**** Exercise inputs ****

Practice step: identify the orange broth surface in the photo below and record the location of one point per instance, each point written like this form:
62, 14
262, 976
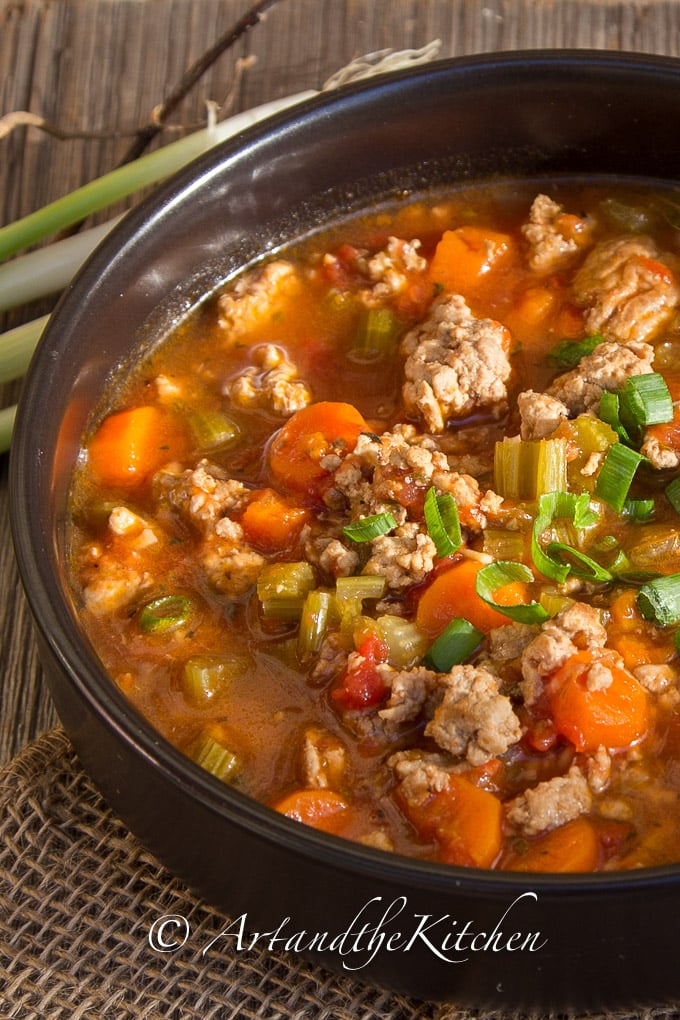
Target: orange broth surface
283, 521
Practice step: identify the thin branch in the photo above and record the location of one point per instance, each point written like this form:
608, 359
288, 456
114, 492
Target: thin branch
145, 135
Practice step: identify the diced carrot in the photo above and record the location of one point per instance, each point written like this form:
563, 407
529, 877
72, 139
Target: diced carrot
131, 446
570, 848
465, 821
271, 521
453, 594
465, 256
614, 715
322, 809
309, 436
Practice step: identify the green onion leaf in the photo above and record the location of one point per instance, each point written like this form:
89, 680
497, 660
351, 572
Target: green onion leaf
659, 600
610, 413
616, 475
164, 614
568, 353
638, 509
455, 645
371, 527
672, 493
442, 522
580, 564
648, 399
503, 572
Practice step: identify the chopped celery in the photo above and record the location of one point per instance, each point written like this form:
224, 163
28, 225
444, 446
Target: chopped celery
282, 588
524, 469
313, 622
215, 758
213, 430
164, 614
205, 676
378, 333
406, 642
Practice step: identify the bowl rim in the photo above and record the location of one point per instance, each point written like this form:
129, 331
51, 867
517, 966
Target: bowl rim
34, 553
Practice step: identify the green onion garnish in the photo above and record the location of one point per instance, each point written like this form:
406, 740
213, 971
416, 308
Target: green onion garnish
610, 413
579, 564
164, 614
672, 493
503, 572
616, 475
568, 353
454, 646
555, 506
369, 527
638, 509
659, 600
442, 522
648, 399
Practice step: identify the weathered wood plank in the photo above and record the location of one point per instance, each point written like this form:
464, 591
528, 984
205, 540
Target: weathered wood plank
102, 65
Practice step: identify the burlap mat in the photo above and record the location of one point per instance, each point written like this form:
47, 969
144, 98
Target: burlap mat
79, 897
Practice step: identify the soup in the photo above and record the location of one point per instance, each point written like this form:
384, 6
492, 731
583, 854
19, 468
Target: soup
385, 534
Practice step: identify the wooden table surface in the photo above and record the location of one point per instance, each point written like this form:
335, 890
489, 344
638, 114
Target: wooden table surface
100, 66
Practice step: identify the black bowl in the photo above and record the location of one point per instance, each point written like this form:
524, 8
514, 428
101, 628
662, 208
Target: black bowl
478, 938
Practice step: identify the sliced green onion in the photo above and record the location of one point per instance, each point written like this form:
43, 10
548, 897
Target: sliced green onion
672, 493
648, 399
523, 469
568, 353
379, 332
369, 527
616, 475
442, 522
213, 430
497, 575
220, 761
556, 506
454, 646
313, 622
164, 614
659, 600
610, 412
205, 676
282, 588
580, 564
638, 509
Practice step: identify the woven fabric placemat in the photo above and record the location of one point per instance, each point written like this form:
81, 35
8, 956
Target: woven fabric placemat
79, 897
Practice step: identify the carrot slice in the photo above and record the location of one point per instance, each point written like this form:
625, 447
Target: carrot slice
131, 446
322, 809
453, 594
465, 256
271, 521
572, 847
465, 821
310, 435
589, 715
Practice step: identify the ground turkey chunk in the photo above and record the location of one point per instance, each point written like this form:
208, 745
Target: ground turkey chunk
577, 626
270, 381
404, 558
540, 414
456, 364
555, 237
607, 367
474, 719
257, 298
203, 495
627, 289
551, 804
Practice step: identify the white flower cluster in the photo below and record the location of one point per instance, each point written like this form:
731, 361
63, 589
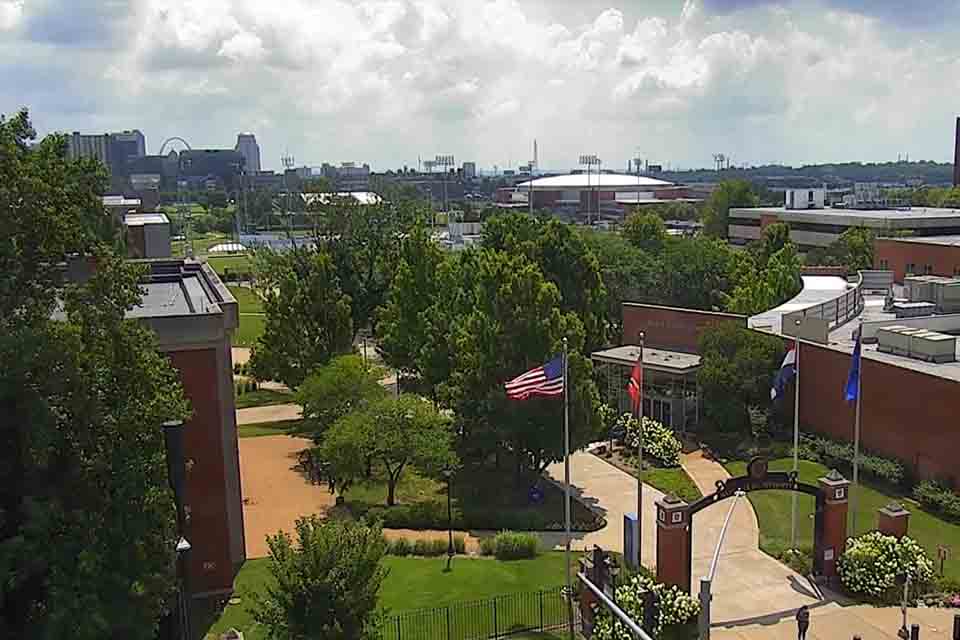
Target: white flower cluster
874, 564
659, 441
673, 605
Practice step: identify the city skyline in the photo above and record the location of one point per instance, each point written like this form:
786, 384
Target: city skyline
762, 82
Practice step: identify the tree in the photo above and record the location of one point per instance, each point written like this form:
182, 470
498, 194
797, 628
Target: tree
416, 287
736, 371
307, 314
337, 388
629, 275
83, 395
729, 193
326, 586
646, 231
395, 433
505, 319
697, 271
563, 257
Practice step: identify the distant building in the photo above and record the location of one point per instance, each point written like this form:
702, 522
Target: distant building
201, 167
247, 147
114, 150
348, 176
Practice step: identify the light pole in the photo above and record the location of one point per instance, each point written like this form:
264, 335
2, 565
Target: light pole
176, 471
448, 474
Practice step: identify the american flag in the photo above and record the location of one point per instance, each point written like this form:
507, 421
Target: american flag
542, 381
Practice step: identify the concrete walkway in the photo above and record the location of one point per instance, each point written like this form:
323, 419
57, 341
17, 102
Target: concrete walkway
749, 585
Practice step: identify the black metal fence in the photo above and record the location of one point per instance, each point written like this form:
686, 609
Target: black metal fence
498, 617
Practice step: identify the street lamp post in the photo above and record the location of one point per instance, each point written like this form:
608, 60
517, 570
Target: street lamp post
448, 474
176, 471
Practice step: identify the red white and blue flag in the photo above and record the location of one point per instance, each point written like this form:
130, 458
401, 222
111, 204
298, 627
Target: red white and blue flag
542, 381
787, 370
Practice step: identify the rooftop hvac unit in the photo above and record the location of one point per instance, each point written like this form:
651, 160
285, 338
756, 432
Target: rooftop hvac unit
933, 347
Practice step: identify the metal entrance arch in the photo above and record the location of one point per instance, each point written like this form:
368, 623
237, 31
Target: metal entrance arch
758, 478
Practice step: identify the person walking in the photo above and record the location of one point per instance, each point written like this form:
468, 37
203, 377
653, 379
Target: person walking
803, 622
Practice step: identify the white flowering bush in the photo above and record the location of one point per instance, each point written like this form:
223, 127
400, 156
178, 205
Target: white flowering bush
675, 608
874, 565
659, 441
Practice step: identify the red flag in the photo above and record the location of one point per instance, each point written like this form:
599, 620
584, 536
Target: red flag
635, 386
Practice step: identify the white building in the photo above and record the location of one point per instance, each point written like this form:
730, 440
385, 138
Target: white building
248, 148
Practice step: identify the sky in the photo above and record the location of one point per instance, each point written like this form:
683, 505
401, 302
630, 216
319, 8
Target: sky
386, 82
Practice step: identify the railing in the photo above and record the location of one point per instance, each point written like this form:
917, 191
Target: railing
835, 312
498, 617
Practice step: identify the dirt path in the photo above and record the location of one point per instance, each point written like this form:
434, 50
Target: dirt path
274, 494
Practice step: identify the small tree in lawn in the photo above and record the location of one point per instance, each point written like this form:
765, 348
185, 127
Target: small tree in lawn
396, 433
336, 389
326, 586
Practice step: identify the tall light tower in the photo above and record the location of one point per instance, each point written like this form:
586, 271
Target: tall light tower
444, 162
590, 160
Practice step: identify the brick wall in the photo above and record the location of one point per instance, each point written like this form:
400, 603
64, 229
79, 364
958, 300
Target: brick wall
895, 255
671, 328
905, 414
211, 567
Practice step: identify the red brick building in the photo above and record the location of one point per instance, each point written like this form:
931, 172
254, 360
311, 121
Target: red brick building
194, 315
938, 255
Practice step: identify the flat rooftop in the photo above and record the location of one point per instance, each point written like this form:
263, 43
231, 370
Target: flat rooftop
945, 241
655, 359
140, 219
896, 218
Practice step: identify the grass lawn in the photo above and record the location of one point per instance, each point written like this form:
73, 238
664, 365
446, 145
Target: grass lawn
263, 398
236, 263
482, 499
249, 331
279, 428
773, 513
414, 583
247, 300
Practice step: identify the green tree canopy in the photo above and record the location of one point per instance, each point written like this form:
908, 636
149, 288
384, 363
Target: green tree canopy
646, 231
395, 433
86, 516
326, 584
337, 388
307, 314
416, 287
736, 372
729, 193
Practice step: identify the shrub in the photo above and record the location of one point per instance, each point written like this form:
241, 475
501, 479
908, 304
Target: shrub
659, 441
675, 609
840, 454
938, 498
874, 564
487, 546
510, 545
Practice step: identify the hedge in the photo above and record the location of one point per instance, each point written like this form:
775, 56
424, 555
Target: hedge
840, 454
938, 499
433, 515
510, 545
427, 548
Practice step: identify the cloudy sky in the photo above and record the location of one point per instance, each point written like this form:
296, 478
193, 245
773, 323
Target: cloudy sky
385, 81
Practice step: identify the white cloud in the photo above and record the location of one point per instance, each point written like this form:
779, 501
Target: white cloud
384, 80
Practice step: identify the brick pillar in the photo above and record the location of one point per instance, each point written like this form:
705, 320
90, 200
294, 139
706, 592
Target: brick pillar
893, 520
673, 542
836, 489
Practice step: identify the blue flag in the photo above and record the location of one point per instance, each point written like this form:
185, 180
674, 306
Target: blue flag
853, 378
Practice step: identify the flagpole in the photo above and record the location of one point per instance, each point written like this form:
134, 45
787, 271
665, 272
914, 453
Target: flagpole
856, 442
796, 442
566, 480
639, 412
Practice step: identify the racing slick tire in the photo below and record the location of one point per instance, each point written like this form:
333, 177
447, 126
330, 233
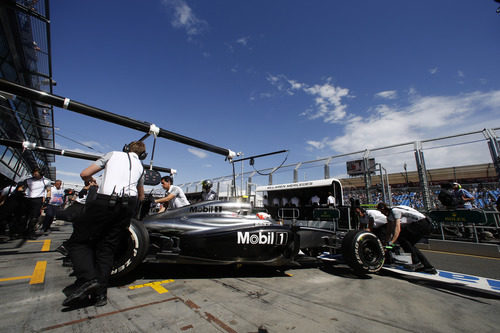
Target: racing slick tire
363, 251
132, 249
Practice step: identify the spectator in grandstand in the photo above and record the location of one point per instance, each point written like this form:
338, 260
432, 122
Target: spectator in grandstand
330, 200
56, 202
465, 199
315, 200
174, 195
407, 226
207, 193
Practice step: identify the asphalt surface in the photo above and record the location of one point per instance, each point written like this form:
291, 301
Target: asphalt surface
175, 298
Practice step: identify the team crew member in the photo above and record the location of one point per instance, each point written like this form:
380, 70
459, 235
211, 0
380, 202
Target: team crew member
36, 193
56, 202
330, 200
174, 196
97, 232
408, 226
370, 219
207, 194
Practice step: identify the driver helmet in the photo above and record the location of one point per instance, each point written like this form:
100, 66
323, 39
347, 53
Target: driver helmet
206, 184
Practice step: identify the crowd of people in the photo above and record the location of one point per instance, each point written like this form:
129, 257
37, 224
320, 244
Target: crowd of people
485, 196
99, 214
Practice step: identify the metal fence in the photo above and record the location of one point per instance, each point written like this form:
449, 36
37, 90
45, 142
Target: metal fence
407, 173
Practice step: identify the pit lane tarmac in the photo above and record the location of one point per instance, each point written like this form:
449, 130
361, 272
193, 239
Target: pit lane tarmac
181, 298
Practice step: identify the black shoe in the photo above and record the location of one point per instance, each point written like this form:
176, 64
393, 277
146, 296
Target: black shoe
81, 293
62, 250
100, 300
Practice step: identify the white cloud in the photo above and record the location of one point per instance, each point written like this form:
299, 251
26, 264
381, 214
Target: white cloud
243, 41
197, 153
327, 98
184, 18
68, 173
425, 117
388, 94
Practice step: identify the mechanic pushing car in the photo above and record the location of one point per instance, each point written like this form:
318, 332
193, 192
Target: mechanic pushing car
97, 232
207, 194
407, 227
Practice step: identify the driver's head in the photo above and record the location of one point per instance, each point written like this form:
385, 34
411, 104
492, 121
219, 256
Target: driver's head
360, 211
36, 173
166, 182
137, 147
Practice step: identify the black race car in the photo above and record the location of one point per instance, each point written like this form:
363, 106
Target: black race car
231, 232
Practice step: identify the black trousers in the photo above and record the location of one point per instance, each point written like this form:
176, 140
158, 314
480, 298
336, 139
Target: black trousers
410, 234
34, 206
96, 234
50, 213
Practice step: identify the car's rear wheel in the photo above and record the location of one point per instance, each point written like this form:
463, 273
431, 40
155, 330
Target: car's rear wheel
132, 249
363, 251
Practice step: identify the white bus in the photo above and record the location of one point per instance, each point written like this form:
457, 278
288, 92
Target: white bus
306, 203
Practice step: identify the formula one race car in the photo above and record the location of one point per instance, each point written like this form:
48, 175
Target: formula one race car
230, 232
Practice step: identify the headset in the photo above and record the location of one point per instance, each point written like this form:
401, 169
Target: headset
39, 171
126, 149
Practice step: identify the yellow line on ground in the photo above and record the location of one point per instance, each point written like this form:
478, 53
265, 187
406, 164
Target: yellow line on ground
461, 254
15, 278
46, 245
39, 272
157, 286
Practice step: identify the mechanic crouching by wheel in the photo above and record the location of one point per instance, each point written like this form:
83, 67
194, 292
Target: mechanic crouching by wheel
407, 227
97, 232
207, 194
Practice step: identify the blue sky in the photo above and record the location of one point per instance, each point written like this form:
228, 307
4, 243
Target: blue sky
316, 77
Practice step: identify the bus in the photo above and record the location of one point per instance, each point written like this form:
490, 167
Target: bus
306, 203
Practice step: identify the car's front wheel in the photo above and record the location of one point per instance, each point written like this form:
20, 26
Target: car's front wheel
363, 251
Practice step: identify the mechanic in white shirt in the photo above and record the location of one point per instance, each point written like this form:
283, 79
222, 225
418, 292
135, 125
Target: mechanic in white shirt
407, 226
175, 195
97, 233
207, 194
37, 190
56, 202
331, 200
315, 200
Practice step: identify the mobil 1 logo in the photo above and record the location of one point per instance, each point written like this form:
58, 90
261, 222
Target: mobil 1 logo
262, 238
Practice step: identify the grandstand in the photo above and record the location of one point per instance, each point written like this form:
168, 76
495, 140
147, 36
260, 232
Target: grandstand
480, 180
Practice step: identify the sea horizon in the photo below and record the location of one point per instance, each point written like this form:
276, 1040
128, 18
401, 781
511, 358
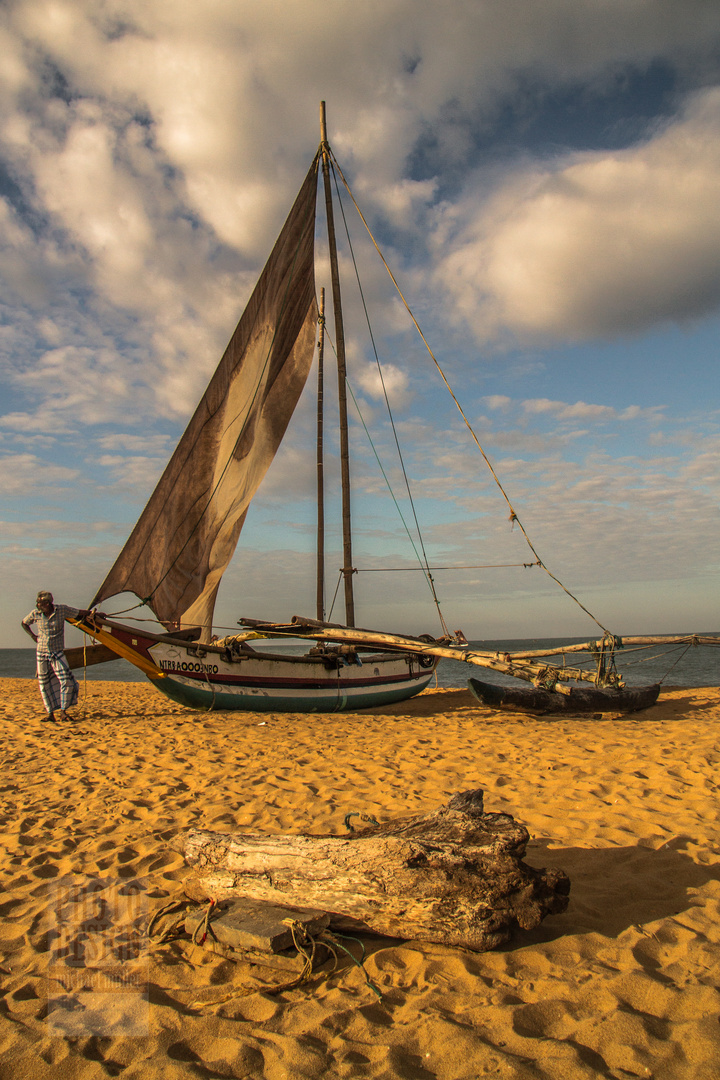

****

Work to be completed: How many of the lines above contain the word "sliced"? Give only the number.

Worked solution: 2